• Data excerpts:
- - -
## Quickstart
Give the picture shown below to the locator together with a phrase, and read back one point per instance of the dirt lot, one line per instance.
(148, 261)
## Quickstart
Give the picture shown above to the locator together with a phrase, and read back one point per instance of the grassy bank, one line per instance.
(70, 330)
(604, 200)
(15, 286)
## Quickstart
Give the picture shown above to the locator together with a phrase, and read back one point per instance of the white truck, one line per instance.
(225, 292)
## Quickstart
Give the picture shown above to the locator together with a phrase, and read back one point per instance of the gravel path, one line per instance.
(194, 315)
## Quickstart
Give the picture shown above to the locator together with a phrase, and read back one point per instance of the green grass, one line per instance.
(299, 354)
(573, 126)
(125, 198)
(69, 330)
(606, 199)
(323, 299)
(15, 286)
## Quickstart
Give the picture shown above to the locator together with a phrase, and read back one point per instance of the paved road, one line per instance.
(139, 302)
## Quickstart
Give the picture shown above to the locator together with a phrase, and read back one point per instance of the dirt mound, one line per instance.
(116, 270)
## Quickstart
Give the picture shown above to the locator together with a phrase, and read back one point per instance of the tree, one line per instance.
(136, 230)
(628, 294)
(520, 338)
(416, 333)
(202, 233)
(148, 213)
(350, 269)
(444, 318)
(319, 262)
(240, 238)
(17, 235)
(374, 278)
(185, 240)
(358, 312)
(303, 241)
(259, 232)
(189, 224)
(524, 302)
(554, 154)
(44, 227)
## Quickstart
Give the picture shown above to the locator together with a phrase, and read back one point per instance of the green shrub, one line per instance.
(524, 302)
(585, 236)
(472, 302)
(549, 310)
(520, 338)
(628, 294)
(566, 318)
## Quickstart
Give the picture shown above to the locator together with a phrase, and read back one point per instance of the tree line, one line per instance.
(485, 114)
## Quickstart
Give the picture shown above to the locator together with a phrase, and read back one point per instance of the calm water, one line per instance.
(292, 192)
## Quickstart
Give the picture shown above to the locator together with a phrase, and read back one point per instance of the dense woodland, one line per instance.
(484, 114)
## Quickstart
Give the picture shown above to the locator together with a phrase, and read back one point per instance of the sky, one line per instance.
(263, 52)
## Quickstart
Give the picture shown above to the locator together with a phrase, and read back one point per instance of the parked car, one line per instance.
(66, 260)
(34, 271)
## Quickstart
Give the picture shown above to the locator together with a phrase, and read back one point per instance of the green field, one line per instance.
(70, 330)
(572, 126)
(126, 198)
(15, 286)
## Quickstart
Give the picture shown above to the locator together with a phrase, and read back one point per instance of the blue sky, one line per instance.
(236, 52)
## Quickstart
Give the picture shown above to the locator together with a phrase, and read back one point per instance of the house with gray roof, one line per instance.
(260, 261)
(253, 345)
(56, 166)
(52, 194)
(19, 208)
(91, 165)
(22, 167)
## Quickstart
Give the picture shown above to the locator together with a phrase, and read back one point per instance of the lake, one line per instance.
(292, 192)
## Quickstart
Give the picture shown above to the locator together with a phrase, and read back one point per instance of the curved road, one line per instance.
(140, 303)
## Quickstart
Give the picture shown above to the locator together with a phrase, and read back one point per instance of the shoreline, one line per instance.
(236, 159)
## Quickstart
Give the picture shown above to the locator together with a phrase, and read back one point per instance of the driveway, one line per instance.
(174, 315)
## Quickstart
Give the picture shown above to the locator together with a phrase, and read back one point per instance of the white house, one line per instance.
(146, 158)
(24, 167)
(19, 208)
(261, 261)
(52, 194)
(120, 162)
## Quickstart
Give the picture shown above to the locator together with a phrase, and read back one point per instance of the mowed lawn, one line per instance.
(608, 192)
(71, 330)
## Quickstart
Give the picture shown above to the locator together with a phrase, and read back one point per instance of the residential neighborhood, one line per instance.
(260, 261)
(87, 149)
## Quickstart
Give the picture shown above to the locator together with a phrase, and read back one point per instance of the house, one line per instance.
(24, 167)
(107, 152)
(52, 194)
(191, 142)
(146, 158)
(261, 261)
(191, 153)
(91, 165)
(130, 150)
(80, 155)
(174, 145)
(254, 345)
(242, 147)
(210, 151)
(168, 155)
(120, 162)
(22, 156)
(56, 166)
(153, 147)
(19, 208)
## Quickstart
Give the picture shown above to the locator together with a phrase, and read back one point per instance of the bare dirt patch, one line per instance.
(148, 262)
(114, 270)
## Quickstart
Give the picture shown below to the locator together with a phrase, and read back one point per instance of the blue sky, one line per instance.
- - -
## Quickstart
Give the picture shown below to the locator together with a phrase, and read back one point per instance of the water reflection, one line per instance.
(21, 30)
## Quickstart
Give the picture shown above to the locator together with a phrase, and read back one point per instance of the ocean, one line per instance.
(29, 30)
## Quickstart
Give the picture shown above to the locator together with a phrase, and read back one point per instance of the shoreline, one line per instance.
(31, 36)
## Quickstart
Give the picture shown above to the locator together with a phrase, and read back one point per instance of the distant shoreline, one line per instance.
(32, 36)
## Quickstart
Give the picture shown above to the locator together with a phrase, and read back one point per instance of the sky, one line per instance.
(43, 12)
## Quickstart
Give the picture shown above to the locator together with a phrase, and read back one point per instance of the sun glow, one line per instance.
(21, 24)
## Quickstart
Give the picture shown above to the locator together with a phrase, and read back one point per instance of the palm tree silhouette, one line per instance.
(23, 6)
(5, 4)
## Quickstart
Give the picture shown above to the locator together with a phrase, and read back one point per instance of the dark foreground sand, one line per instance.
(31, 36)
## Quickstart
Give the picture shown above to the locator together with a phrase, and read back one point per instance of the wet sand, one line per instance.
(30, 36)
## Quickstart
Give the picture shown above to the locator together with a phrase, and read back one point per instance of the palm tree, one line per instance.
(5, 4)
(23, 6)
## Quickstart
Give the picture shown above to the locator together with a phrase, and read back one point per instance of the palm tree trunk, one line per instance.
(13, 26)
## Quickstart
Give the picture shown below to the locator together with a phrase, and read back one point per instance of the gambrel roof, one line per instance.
- - -
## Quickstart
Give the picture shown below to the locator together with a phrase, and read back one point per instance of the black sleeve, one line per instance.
- - -
• Task description: There is a line with "palm tree, one line per instance." and a line with "gambrel roof, one line per instance." above. Copy exactly those two lines and all lines between them, with nothing else.

• Answer space:
Give the picture shown above to the locator together with a phrase, and read back one point per instance of the palm tree, one line per instance.
(5, 4)
(23, 6)
## Quickstart
Give the picture shown above to the locator together with a phrase, and read back one point per instance of the palm tree trunk, one line per instance.
(13, 26)
## Quickstart
Give the picture shown below to the locator together with a phrase, and read back one point per instance of the gambrel roof, one line per instance.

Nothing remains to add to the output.